> [Passage given]
In 1892 Henry Ford completed his first gasoline engine, born on a farm in the area of Dearborn, Michigan 29 years earlier Henry had just fulfilled his first vision. He had been experimenting with gasoline engines as a hobby in his spare time while working at the Detroit Edison Company. His engineering career intrigued him and he found great satisfaction in his accomplishment.

After spending “too much” time on the automobile the Detroit Edison Company felt it best that he resigned and perused his dream. He sold his fist car believing that he could build another lighter than the first. He used the proceeds to buy more materials.

Around 1899 he was later able to find private investors who were willing to spend their money creating the Detroit Automobile Company. He did like the fact that he was not a majority share holder of the company because he couldn’t make the final decisions. When ever he mentioned mass production and lower pricing in order to penetrate their target market he was out voted. So he left.

Ford Motor Corporation is Founded

Henry wouldn’t give up on his vision. He had come so close to seeing fleets of cars rolling out of the companies shop he was heart broken but angry. So he started work in a shed where he developed his four-cylinder 80-horsepower race cars. He named them the 999 and the Arrow. Through several victories Henry was able to spread the Ford name and new interest in his vision.

> [Data provided]
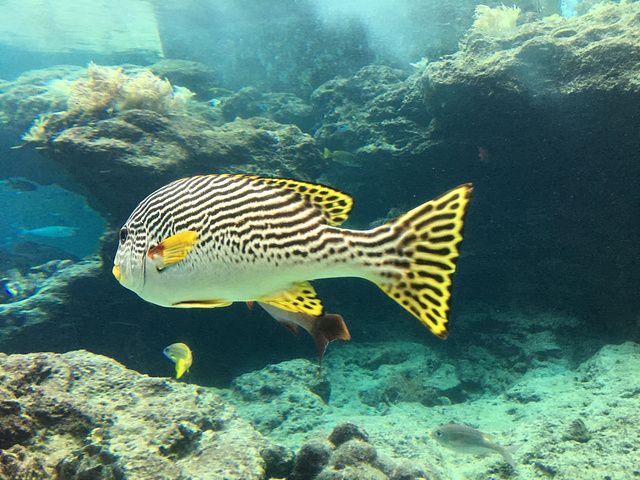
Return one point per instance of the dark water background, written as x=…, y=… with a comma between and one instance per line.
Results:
x=553, y=228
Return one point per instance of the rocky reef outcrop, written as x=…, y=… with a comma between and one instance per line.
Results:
x=79, y=415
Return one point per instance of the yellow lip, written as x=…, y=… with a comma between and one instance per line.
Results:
x=116, y=272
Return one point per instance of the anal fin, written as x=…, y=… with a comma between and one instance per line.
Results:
x=300, y=298
x=202, y=304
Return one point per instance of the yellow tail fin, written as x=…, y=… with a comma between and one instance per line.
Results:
x=429, y=244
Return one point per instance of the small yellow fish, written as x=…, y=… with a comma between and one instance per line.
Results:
x=179, y=354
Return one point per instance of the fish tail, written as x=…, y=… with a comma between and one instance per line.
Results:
x=416, y=256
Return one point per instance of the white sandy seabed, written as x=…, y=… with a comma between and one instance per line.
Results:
x=577, y=423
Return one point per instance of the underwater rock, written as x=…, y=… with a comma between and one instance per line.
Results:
x=103, y=421
x=397, y=372
x=139, y=150
x=577, y=432
x=352, y=459
x=284, y=108
x=345, y=431
x=282, y=399
x=376, y=114
x=542, y=71
x=197, y=77
x=127, y=127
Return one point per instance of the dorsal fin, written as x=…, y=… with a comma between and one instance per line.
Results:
x=334, y=205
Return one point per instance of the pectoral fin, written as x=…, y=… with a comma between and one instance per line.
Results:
x=300, y=298
x=172, y=249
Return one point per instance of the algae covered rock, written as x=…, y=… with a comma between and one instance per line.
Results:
x=104, y=421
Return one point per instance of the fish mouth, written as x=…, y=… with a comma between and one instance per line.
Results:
x=116, y=273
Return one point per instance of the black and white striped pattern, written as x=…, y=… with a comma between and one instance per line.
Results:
x=260, y=237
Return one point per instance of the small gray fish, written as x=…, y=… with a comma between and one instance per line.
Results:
x=55, y=231
x=465, y=439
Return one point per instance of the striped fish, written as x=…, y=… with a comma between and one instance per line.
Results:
x=209, y=241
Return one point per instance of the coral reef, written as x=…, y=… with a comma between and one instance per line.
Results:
x=495, y=22
x=103, y=92
x=103, y=421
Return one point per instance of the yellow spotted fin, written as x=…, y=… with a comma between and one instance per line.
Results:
x=430, y=240
x=172, y=249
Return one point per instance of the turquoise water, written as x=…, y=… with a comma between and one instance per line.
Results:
x=393, y=104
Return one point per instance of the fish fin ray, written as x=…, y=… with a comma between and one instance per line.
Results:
x=202, y=304
x=326, y=329
x=300, y=298
x=172, y=249
x=429, y=245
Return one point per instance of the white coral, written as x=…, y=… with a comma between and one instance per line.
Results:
x=495, y=22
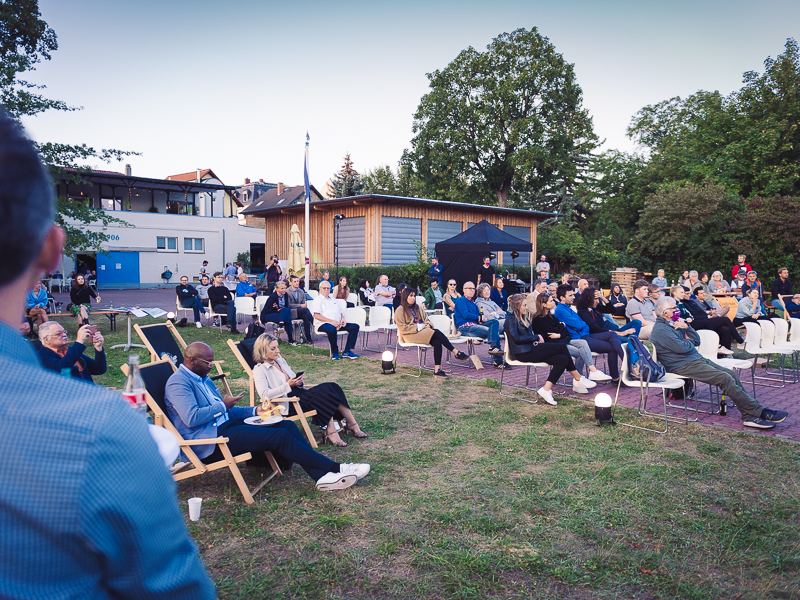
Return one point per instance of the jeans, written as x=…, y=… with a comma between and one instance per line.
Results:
x=196, y=306
x=352, y=336
x=283, y=439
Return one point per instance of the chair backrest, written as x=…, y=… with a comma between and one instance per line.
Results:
x=160, y=341
x=379, y=316
x=709, y=342
x=356, y=315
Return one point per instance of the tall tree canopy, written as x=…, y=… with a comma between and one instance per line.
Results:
x=505, y=126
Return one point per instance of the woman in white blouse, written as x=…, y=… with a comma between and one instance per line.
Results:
x=274, y=378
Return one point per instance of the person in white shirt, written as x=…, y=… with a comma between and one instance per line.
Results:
x=328, y=312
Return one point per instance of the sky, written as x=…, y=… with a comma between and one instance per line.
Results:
x=234, y=86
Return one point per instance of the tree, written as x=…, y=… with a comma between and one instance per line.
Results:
x=26, y=40
x=347, y=182
x=502, y=126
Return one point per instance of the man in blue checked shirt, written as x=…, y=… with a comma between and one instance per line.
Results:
x=87, y=507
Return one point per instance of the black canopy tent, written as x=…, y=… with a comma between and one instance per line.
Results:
x=462, y=255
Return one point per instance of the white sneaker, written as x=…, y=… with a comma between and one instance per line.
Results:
x=547, y=396
x=599, y=376
x=335, y=481
x=360, y=470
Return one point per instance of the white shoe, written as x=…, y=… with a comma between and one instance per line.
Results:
x=599, y=376
x=547, y=396
x=335, y=481
x=360, y=470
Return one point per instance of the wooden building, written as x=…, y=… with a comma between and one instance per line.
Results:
x=377, y=229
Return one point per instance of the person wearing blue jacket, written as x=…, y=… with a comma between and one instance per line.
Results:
x=603, y=343
x=468, y=321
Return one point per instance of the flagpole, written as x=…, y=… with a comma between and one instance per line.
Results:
x=307, y=226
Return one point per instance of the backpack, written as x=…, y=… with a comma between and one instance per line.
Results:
x=641, y=364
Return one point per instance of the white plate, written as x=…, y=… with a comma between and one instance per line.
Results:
x=259, y=421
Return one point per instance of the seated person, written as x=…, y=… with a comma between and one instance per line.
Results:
x=366, y=293
x=606, y=342
x=553, y=331
x=56, y=353
x=449, y=298
x=499, y=295
x=750, y=309
x=433, y=297
x=781, y=286
x=219, y=297
x=298, y=303
x=274, y=378
x=640, y=308
x=526, y=346
x=413, y=324
x=676, y=345
x=718, y=285
x=36, y=303
x=660, y=280
x=188, y=297
x=277, y=310
x=328, y=312
x=488, y=308
x=702, y=316
x=245, y=289
x=587, y=305
x=198, y=411
x=469, y=322
x=616, y=298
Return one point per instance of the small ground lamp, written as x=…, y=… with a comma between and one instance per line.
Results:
x=602, y=409
x=387, y=362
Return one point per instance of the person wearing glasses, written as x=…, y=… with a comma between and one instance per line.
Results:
x=56, y=353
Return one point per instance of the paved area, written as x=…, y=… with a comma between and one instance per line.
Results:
x=787, y=398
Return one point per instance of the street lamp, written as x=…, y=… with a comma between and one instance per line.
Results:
x=337, y=220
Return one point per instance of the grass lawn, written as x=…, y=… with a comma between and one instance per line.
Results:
x=475, y=496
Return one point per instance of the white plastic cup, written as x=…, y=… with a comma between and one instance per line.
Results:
x=194, y=508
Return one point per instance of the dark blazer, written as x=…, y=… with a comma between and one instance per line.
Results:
x=51, y=360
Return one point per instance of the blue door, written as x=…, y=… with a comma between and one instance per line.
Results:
x=118, y=271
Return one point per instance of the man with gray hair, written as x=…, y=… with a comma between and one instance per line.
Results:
x=676, y=346
x=87, y=507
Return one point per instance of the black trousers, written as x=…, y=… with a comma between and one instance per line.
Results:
x=555, y=355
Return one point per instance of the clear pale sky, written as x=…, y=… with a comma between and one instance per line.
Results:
x=234, y=86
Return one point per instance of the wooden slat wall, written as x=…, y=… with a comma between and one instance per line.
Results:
x=278, y=225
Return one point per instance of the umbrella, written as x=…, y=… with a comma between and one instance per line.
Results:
x=296, y=253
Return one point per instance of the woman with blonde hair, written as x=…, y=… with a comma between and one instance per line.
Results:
x=527, y=346
x=274, y=378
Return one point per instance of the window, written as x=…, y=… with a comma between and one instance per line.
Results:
x=167, y=244
x=192, y=244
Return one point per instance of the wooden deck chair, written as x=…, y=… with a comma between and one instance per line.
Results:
x=243, y=351
x=155, y=376
x=163, y=340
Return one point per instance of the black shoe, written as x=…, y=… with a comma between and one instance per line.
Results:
x=774, y=416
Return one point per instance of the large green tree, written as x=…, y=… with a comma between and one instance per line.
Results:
x=505, y=126
x=26, y=40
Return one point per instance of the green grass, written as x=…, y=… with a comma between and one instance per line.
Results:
x=475, y=496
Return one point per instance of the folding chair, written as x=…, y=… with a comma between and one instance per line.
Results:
x=243, y=353
x=155, y=376
x=163, y=341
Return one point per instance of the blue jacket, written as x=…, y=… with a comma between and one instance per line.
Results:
x=195, y=406
x=575, y=325
x=465, y=312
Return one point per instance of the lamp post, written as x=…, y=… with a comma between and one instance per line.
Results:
x=337, y=220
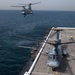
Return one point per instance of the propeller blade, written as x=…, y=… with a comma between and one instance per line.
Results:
x=30, y=3
x=35, y=3
x=18, y=6
x=67, y=42
x=27, y=47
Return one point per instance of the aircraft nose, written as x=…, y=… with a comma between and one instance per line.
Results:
x=53, y=63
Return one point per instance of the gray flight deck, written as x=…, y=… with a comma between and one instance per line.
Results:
x=68, y=64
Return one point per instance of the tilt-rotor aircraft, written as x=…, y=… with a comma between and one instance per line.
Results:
x=26, y=11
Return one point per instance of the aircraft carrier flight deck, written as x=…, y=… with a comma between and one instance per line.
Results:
x=40, y=67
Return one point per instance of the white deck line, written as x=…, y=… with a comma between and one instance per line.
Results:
x=39, y=53
x=64, y=28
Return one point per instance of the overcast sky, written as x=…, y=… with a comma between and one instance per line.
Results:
x=67, y=5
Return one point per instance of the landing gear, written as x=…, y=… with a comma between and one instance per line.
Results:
x=54, y=69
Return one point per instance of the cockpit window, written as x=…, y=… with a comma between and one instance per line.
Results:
x=54, y=57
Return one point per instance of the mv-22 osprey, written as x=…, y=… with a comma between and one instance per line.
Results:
x=56, y=54
x=26, y=11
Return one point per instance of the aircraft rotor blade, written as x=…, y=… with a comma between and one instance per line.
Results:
x=27, y=47
x=68, y=42
x=30, y=3
x=35, y=3
x=18, y=6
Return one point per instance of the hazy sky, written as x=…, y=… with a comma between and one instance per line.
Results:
x=68, y=5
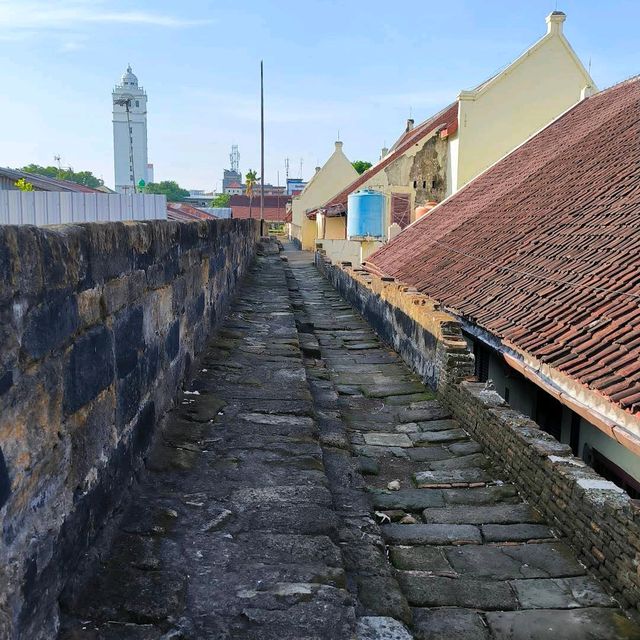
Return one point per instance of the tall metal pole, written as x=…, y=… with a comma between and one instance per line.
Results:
x=261, y=142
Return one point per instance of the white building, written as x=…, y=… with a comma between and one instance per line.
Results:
x=130, y=134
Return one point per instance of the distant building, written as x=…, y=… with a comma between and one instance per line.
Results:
x=199, y=198
x=9, y=177
x=538, y=257
x=234, y=189
x=336, y=174
x=295, y=186
x=436, y=158
x=230, y=177
x=130, y=158
x=275, y=207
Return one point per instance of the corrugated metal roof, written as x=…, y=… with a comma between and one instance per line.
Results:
x=543, y=249
x=44, y=183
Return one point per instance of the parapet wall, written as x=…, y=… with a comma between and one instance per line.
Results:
x=600, y=521
x=99, y=324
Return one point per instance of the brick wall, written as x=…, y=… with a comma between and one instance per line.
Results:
x=600, y=521
x=99, y=324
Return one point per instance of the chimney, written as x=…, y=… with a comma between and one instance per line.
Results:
x=586, y=92
x=554, y=21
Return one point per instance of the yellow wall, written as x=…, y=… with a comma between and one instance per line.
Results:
x=508, y=109
x=332, y=228
x=336, y=174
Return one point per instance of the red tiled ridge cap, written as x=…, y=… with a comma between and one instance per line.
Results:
x=446, y=118
x=543, y=248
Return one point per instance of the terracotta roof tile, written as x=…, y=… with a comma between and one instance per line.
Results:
x=543, y=249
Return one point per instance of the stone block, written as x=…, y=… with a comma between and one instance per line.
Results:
x=89, y=306
x=88, y=369
x=381, y=628
x=438, y=591
x=122, y=291
x=442, y=534
x=172, y=340
x=128, y=339
x=449, y=623
x=50, y=323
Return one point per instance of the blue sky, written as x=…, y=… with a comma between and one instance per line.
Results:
x=355, y=67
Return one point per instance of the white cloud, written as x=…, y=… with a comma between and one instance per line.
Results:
x=37, y=16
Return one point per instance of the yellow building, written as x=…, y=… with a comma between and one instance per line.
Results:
x=433, y=160
x=332, y=178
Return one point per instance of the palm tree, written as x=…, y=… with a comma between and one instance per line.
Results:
x=251, y=178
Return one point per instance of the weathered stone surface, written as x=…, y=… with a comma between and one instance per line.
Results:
x=381, y=628
x=481, y=495
x=578, y=624
x=451, y=477
x=51, y=323
x=515, y=532
x=449, y=623
x=500, y=513
x=431, y=534
x=505, y=562
x=438, y=437
x=383, y=597
x=387, y=439
x=421, y=558
x=437, y=591
x=408, y=499
x=89, y=368
x=561, y=593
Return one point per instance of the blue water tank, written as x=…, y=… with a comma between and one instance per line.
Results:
x=365, y=215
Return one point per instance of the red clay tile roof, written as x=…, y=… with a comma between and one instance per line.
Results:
x=448, y=118
x=543, y=249
x=274, y=207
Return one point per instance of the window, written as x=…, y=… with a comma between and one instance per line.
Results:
x=482, y=355
x=611, y=471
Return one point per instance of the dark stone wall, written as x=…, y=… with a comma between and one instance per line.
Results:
x=98, y=326
x=599, y=520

> [Requests]
A. Name every company that appears in the Henry Ford passage above.
B. Extend the Henry Ford passage above, picking up right after its final sentence.

> [Answers to the tasks]
A. Detroit Edison Company, Detroit Automobile Company, Ford Motor Corporation

B.
He raised $28,000 of capital from friends, family, and acquaintances and on June 16, 1903 the Ford Motor Company was born. Henry Ford started producing the Model A, a eight-horsepower two-cylinder automobile. 1,708 of these gorgeous Model A’s were made in just under a year.

Ford Gets Sued

Seeing the success of the Ford Motor business the giant consortium called the Licensed Association of Automobile Manufacturers file a law suit against the Ford Motor on the grounds that Ford was infringing on their rights which were pertect by their patent. The patent was issued to George B. Selden in 1895 and in Henry’s opinion it was void. He took the companies proceeds from the Model A and fought the battle out in court.

Ford Motor Expands

Despite the law suit the Ford motor business moves forward and moved to a bigger manufacturing plant on Piquette and Beaubien Streets still residing in Detroit. They also saw benefits in expanding yet a again in 1904 to a plant in Canada in Walkerville, Ontario.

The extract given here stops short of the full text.